本文:
────────────────
たごもりすメモ

コードとかその他の話とか。

Review: Instant Apache Hive Essentials How-to

突然英語でメールがやってきてレビューしてくれないかと頼まれ、面白そうだから引き受けて読んでみた。日本語でしかレビュー記事書かないけど大丈夫? と確認したら大丈夫だといって電子書籍データをもらいました。すごいことやってる会社があるなあ。イギリスの(電子書籍専門の?)出版社みたいだけど。

なおフォーマットは pdf, epub, mobi のどれでもダウンロードできる。すごい。日本はなぜこうじゃないの。

http://www.packtpub.com/apache-hive-essentials-how-to/book?utm_source=blog&utm_medium=link&utm_campaign=bookmention

で、読んだ。76ページの短い本。

ざっくり言うと

英語だけどすごく簡単な英語で書かれてて、きわめて簡単に読める。manとか普通に英語で読んでる人なら楽勝だと思う。読めば普通に導入からいろんなクエリを発行するところまで行ける。リファレンスには使えない*1けど、それはまあ、wikiを見ればいいんじゃないですかね。

各トピックについてはかなり短いが、必ず前提になるテーブルの準備をするためのクエリ*2から書かれており、どういうデータを相手にどういう SELECT が実行されているのかが非常にわかりやすい。いきなり SELECT クエリだけ見せられるよりずっと理解しやすいと思う。
また各トピックは必ず 実例(How to do) → どういう動作なのか(How it works) の順で書かれていて、これも直前に読んだ内容を深掘りすることに大いに役立つと思う。わかりやすい。トピックによっては 更に(There's more) があって補足が書かれてる。ここはちょっと説明足りないんじゃないのという気もするが、全体を短くまとめるのが目的ならこんなもんかも。逆にさくさく読めるとも言える。
────────────────
記録データ:
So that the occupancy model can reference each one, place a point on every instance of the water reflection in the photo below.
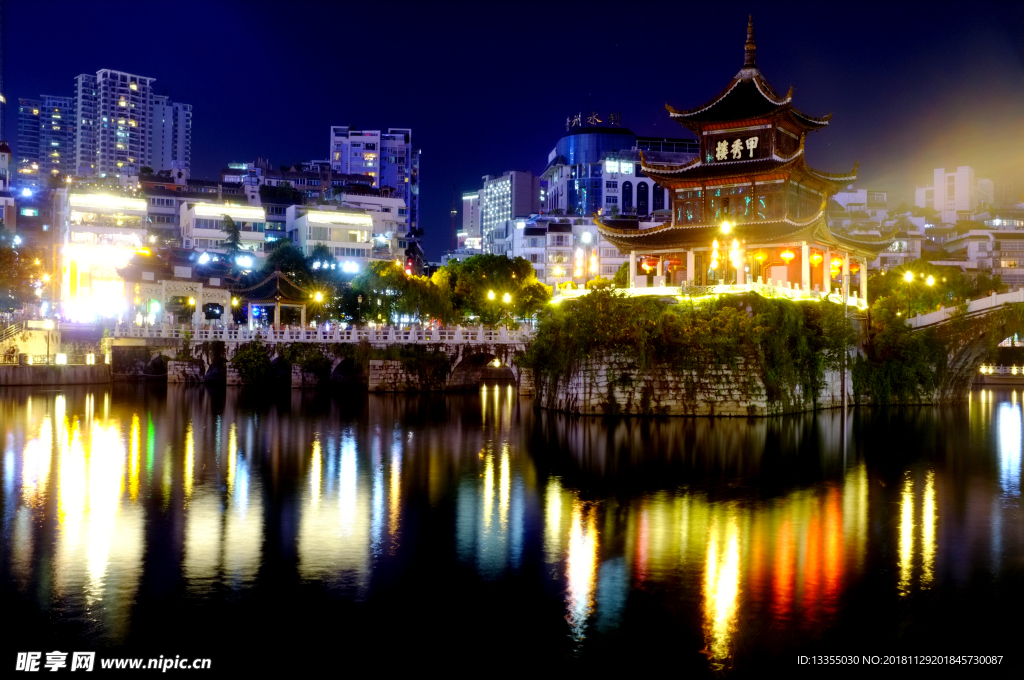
(723, 530)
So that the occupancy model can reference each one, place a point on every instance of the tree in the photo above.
(477, 286)
(288, 259)
(622, 278)
(233, 242)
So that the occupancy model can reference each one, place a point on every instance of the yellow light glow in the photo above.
(338, 217)
(107, 202)
(243, 213)
(906, 537)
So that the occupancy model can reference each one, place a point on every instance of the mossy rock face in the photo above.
(788, 346)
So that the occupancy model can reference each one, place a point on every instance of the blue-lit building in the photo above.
(596, 170)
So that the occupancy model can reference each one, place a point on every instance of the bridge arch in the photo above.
(472, 369)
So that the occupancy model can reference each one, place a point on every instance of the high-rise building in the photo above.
(515, 194)
(45, 139)
(123, 126)
(956, 195)
(170, 129)
(388, 157)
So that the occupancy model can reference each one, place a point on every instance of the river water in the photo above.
(472, 533)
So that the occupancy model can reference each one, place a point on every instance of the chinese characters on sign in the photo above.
(594, 119)
(725, 152)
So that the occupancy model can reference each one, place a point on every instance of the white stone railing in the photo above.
(984, 305)
(771, 289)
(385, 335)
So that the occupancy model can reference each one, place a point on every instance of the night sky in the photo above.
(486, 86)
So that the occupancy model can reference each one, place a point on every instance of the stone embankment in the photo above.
(615, 386)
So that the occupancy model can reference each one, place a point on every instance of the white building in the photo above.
(955, 195)
(202, 225)
(96, 234)
(561, 249)
(387, 157)
(516, 194)
(346, 232)
(170, 125)
(864, 204)
(115, 125)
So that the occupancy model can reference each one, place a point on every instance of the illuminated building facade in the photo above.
(345, 232)
(597, 170)
(170, 124)
(751, 187)
(470, 235)
(45, 139)
(515, 194)
(96, 235)
(561, 249)
(956, 195)
(202, 225)
(123, 127)
(387, 157)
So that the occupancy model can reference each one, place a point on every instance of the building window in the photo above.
(643, 203)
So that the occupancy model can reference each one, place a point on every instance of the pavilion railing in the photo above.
(385, 335)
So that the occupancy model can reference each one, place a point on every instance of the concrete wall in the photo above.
(54, 375)
(614, 385)
(184, 372)
(32, 342)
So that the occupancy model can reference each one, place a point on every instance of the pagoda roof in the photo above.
(275, 287)
(747, 96)
(755, 234)
(698, 172)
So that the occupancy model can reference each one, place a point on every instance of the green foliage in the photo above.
(389, 293)
(950, 288)
(791, 344)
(252, 360)
(622, 278)
(232, 244)
(468, 286)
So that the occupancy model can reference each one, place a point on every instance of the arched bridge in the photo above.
(970, 333)
(469, 350)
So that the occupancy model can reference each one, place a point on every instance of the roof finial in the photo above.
(750, 47)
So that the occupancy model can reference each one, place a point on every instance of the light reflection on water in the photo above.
(736, 525)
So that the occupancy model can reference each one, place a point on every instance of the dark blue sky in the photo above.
(486, 86)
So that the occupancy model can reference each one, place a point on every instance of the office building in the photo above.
(123, 127)
(45, 140)
(387, 157)
(597, 170)
(170, 128)
(956, 196)
(515, 194)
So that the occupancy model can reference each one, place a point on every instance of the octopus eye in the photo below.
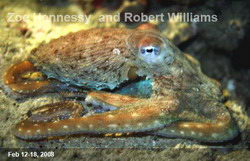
(149, 47)
(153, 50)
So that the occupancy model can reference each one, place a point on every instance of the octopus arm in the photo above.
(219, 129)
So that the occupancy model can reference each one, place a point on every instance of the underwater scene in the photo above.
(124, 80)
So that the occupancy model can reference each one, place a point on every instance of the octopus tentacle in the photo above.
(115, 100)
(23, 78)
(137, 117)
(222, 129)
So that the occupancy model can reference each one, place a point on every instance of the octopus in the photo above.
(122, 82)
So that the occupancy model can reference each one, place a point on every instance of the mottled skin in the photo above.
(183, 102)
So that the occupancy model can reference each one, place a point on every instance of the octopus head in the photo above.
(151, 48)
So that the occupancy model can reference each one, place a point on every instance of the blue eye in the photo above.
(150, 50)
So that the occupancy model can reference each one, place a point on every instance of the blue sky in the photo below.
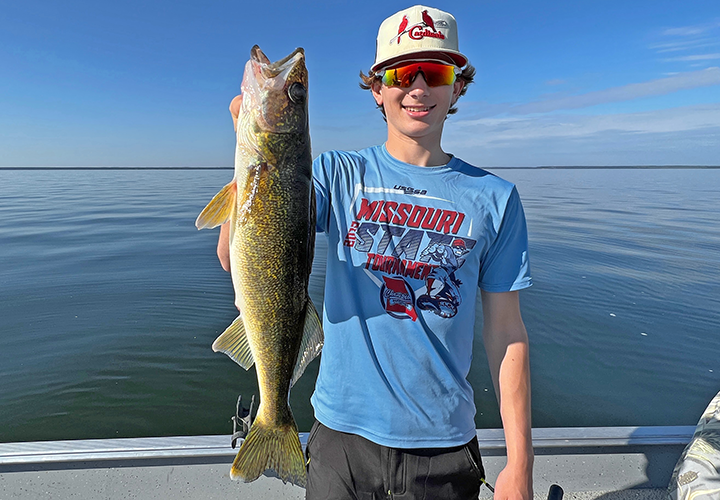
(99, 83)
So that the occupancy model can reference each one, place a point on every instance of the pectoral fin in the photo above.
(234, 343)
(220, 208)
(312, 342)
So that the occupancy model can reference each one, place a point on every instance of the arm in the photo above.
(223, 249)
(506, 344)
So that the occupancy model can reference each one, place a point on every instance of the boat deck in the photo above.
(616, 463)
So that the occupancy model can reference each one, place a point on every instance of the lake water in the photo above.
(110, 300)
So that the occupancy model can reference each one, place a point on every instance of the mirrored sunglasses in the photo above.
(435, 74)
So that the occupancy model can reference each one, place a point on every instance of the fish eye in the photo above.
(297, 93)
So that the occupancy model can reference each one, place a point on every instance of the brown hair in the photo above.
(467, 75)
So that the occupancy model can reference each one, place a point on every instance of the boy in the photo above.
(410, 231)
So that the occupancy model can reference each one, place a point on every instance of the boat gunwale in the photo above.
(119, 449)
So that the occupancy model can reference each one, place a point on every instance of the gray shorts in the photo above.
(346, 466)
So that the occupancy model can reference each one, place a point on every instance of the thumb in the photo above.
(235, 109)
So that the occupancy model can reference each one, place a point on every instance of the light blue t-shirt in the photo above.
(408, 247)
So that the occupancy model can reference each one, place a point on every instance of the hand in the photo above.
(235, 109)
(514, 484)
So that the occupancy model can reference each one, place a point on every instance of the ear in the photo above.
(457, 89)
(376, 90)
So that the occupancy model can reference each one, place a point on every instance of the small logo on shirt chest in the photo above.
(410, 190)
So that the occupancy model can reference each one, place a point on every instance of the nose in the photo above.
(419, 86)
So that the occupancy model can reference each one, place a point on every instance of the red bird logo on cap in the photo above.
(428, 20)
(401, 29)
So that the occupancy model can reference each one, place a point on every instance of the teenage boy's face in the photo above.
(418, 111)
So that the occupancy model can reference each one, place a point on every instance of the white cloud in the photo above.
(662, 86)
(509, 130)
(698, 57)
(689, 31)
(680, 136)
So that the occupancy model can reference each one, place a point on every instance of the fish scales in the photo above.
(271, 208)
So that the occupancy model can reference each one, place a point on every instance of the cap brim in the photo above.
(452, 57)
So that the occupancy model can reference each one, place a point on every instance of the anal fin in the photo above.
(312, 342)
(233, 342)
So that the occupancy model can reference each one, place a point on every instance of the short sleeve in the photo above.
(321, 181)
(506, 266)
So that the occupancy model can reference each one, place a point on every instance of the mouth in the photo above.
(418, 109)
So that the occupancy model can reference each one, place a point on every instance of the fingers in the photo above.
(235, 109)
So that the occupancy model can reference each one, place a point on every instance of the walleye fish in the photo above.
(270, 204)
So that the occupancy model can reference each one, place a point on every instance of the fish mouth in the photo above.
(274, 69)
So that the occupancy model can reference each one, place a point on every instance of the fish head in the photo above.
(275, 94)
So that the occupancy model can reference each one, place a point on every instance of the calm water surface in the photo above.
(110, 300)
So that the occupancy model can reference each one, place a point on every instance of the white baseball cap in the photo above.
(418, 33)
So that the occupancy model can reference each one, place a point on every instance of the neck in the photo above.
(423, 153)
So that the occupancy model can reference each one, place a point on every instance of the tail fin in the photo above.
(276, 448)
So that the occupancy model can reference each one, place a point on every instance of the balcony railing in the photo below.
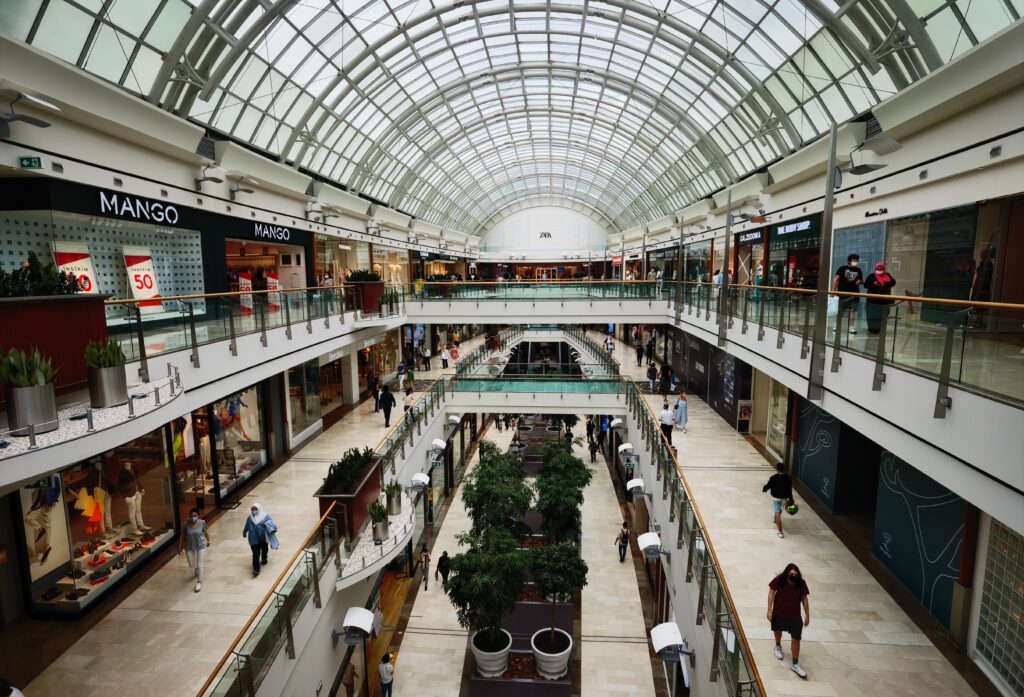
(185, 322)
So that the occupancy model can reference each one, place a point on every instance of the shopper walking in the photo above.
(260, 531)
(780, 487)
(194, 542)
(387, 676)
(849, 278)
(786, 594)
(878, 285)
(425, 563)
(668, 420)
(623, 541)
(443, 567)
(387, 402)
(680, 409)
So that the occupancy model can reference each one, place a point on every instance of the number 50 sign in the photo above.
(142, 277)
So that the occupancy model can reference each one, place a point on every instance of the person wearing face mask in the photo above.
(786, 594)
(194, 542)
(878, 286)
(849, 278)
(260, 530)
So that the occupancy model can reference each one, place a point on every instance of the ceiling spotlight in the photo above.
(204, 177)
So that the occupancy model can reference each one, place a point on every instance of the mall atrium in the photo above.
(487, 348)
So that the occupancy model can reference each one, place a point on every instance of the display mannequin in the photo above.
(133, 493)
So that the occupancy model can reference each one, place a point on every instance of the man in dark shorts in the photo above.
(786, 593)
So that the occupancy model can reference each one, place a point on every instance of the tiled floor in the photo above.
────────────────
課題:
• a. 『Instant Apache Hive Essentials How-to』のレビューを二文で要約しなさい。
• b. 『Instant Apache Hive Essentials How-to』のレビューの続きを書きなさい。

解答:
• a. 筆者は英語のメールでレビューを頼まれて電子書籍データを受け取り、76ページのこの短い本について、とても簡単な英語で書かれていて、読めば導入からいろいろなクエリの発行まで進めると評価している。各トピックは前提となるテーブルを準備するクエリから書かれ、実例(How to do)から動作の説明(How it works)へと進む構成になっているため、非常にわかりやすいと述べている。

• b.
いまHiveを使おうと思うと、周囲に誰も教えてくれる人がいない場合はいきなり「プログラミングHive」になってしまう。正直あの本は初心者が読む本じゃないし、あれを買えとはとても言えないと思う。あれはなんというか、Hadoopの管理やったりHiveのことだけ本当に年中考えてるような人が買うものだ。

Hive自体のいいところは、記法がほぼSQLなこと。なぜそれが良い理由になるかというと、MapReduceって何? という一般のソフトウェアエンジニアに向けても間口を開けるからだと思う。なので、おそらくこの本くらい簡単に入門できる本があるのがふさわしいのだ。
この電子書籍、誰か日本語訳しないかな? そのくらい良かった。安いしね。いまだと US$ 12.74 !

細かくあれこれ

特に良かった点、気になった点などを箇条書きで。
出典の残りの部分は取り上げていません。